[START OF Input rows]

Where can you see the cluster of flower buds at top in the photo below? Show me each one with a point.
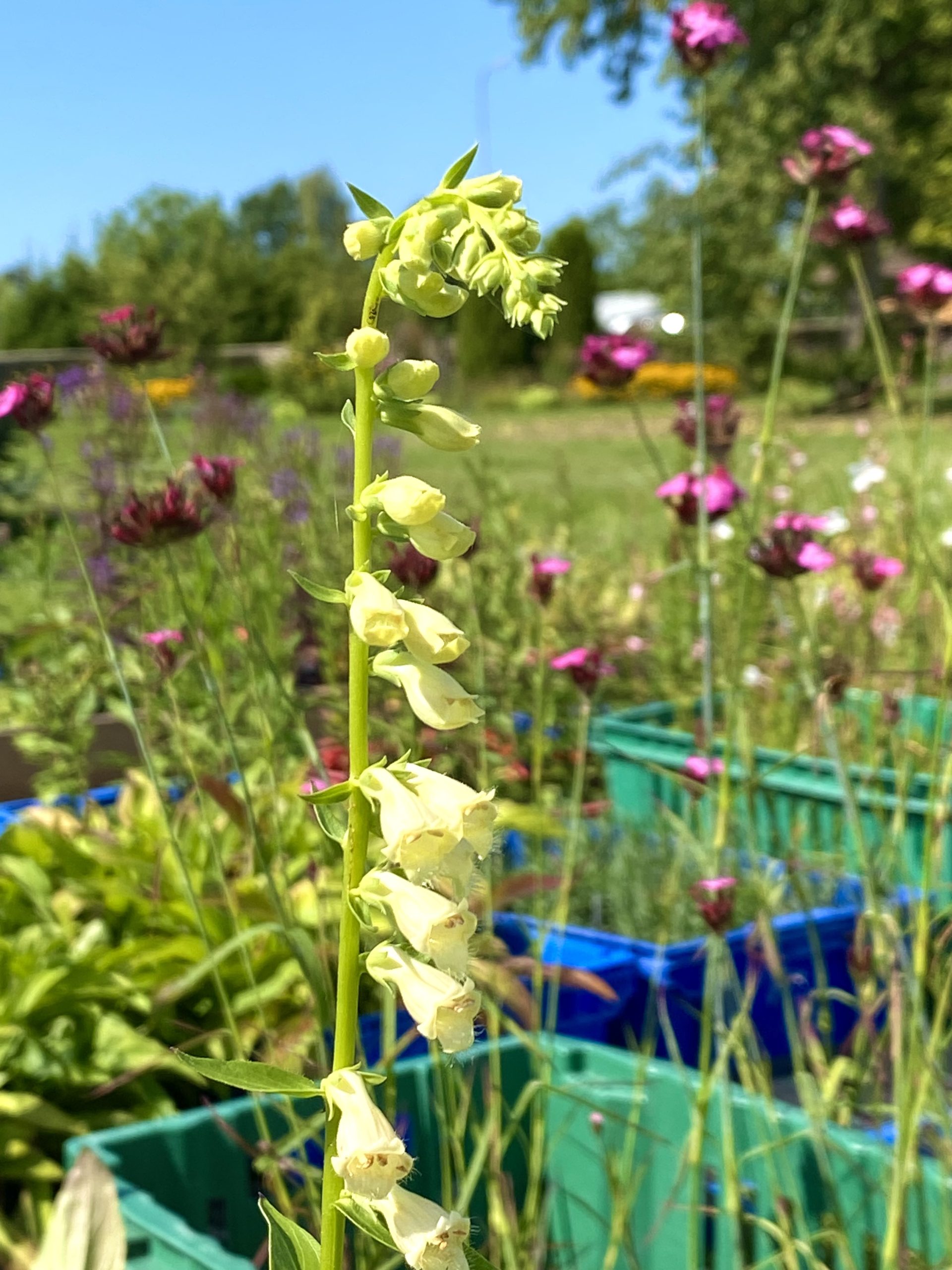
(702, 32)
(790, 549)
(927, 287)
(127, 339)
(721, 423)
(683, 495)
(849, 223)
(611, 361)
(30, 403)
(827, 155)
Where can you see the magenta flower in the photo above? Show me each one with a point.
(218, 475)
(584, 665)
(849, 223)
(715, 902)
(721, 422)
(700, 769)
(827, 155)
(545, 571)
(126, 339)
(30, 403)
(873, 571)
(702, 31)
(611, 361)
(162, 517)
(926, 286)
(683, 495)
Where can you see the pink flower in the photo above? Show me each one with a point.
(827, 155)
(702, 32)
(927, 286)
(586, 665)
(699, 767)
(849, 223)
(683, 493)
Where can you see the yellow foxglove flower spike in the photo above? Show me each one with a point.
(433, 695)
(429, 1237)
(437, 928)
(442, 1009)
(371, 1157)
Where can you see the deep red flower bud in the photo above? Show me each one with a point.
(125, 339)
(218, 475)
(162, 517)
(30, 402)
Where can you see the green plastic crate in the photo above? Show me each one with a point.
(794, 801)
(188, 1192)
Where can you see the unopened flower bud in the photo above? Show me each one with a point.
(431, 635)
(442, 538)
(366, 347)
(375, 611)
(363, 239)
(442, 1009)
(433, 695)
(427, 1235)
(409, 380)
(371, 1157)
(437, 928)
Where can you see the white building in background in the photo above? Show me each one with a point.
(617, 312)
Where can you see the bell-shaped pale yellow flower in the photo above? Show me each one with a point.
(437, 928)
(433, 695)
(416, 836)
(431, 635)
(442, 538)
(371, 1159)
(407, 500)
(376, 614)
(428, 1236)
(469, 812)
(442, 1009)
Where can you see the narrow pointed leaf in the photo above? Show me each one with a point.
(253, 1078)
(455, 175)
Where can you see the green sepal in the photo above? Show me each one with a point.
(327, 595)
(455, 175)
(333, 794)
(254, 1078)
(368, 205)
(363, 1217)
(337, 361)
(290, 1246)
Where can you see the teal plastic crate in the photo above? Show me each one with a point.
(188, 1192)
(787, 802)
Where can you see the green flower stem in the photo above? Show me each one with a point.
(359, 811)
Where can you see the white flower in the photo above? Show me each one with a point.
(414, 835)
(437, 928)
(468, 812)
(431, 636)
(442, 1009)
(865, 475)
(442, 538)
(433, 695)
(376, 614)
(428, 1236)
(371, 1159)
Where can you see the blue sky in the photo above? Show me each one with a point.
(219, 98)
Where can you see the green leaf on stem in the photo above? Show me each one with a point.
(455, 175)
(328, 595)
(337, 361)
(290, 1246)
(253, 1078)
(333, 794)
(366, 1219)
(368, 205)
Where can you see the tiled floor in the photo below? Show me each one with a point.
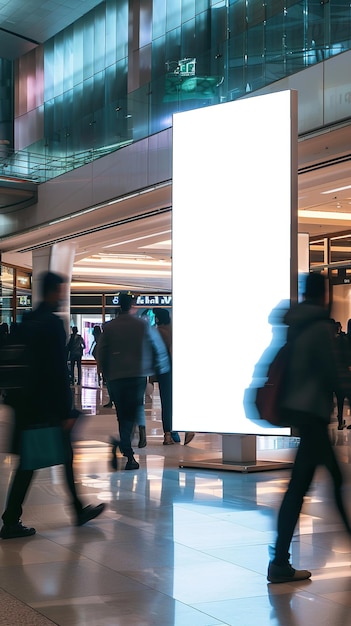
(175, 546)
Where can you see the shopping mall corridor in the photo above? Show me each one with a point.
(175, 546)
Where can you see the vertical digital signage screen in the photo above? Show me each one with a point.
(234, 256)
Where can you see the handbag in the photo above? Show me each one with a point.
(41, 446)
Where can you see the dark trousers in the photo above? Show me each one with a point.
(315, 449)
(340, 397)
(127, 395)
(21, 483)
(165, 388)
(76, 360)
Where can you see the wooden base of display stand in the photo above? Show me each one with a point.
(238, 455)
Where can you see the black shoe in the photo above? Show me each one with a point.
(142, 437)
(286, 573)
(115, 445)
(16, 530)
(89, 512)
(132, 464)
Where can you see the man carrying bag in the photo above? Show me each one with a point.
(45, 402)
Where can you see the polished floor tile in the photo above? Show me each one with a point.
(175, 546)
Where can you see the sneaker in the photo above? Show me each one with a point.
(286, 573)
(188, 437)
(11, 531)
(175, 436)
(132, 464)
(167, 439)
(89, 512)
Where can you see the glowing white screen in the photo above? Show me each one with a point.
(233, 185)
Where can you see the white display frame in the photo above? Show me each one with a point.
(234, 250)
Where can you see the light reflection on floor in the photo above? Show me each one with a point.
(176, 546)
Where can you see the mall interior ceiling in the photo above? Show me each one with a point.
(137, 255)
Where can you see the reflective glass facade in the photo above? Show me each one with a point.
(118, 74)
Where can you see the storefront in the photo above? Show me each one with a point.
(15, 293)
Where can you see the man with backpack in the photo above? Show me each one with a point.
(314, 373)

[END OF Input rows]
[START OF Input rows]

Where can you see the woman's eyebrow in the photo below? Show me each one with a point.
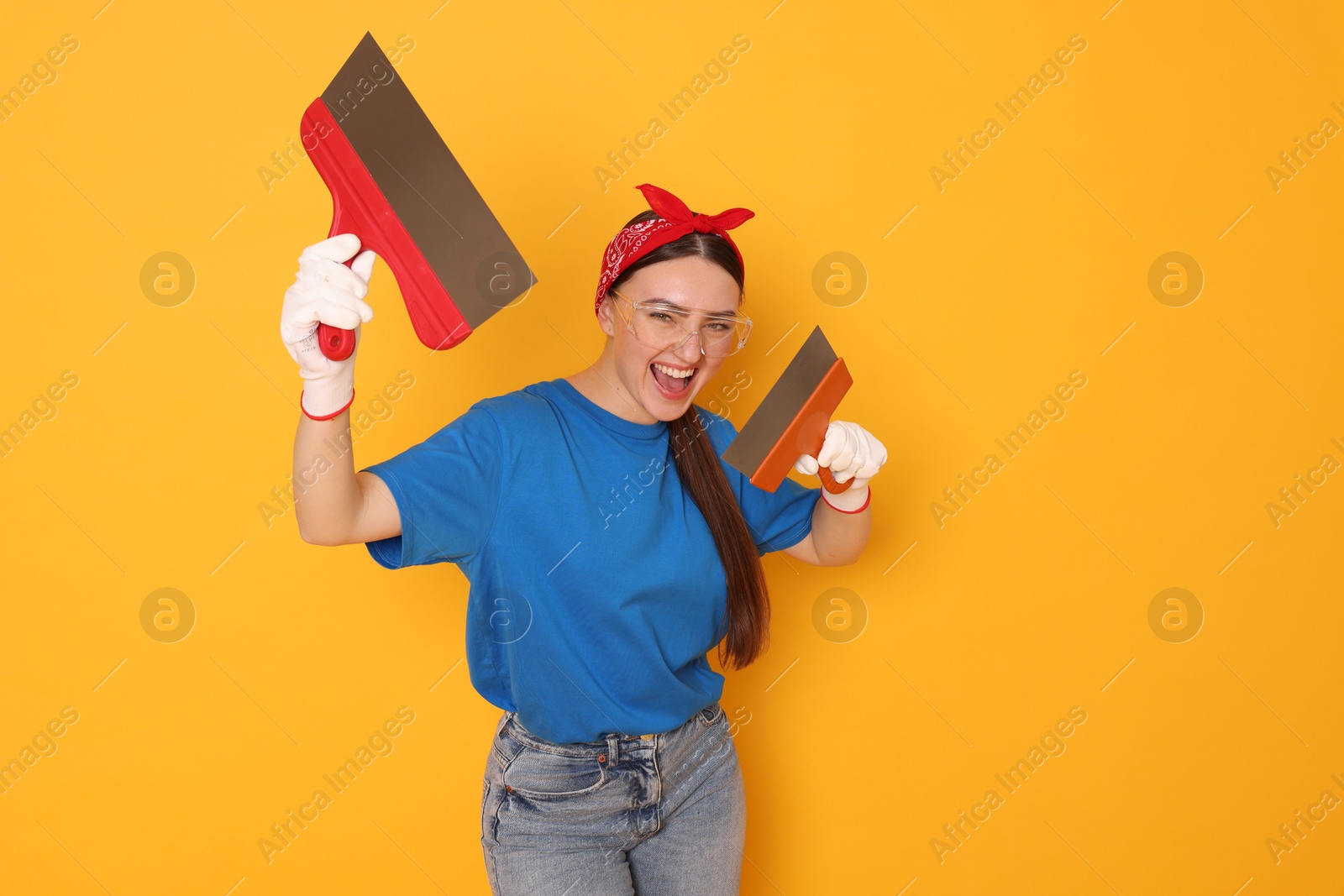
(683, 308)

[END OF Input rows]
[START OF Input rows]

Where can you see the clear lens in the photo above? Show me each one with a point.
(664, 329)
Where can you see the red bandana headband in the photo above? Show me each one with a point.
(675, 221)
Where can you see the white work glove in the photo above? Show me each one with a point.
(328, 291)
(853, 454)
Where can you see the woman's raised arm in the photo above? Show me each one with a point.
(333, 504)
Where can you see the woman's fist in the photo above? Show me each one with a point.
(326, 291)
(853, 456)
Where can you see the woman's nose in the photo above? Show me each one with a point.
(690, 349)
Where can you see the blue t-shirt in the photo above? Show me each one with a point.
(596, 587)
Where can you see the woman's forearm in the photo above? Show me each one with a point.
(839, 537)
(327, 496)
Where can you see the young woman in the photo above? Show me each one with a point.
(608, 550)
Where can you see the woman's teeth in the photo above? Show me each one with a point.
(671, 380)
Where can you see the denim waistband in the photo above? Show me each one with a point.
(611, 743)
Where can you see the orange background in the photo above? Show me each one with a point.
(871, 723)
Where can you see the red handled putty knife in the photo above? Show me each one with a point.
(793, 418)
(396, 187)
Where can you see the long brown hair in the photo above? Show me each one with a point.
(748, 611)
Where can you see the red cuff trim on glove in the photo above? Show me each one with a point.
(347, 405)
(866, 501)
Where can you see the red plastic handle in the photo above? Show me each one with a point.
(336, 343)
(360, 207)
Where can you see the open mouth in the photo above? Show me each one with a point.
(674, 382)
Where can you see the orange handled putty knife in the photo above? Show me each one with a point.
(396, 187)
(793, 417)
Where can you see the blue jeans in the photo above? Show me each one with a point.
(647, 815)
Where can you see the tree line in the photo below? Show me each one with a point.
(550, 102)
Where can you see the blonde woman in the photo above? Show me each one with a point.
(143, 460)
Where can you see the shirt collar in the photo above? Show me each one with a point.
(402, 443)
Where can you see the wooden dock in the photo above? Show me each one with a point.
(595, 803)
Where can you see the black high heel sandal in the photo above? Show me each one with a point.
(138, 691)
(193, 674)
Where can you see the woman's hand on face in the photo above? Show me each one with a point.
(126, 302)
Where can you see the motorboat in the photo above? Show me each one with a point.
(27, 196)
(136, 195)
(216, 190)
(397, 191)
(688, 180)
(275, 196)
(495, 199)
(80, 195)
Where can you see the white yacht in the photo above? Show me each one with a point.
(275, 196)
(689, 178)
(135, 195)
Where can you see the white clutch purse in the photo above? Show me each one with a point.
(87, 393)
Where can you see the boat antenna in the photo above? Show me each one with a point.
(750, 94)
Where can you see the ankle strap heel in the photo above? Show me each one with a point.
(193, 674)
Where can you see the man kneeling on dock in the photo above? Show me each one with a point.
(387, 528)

[END OF Input rows]

Please count the lines in the entries above that contain the string "stem", treating uppercase and lowercase as different, and give only the number.

#### Answer to the exercise
2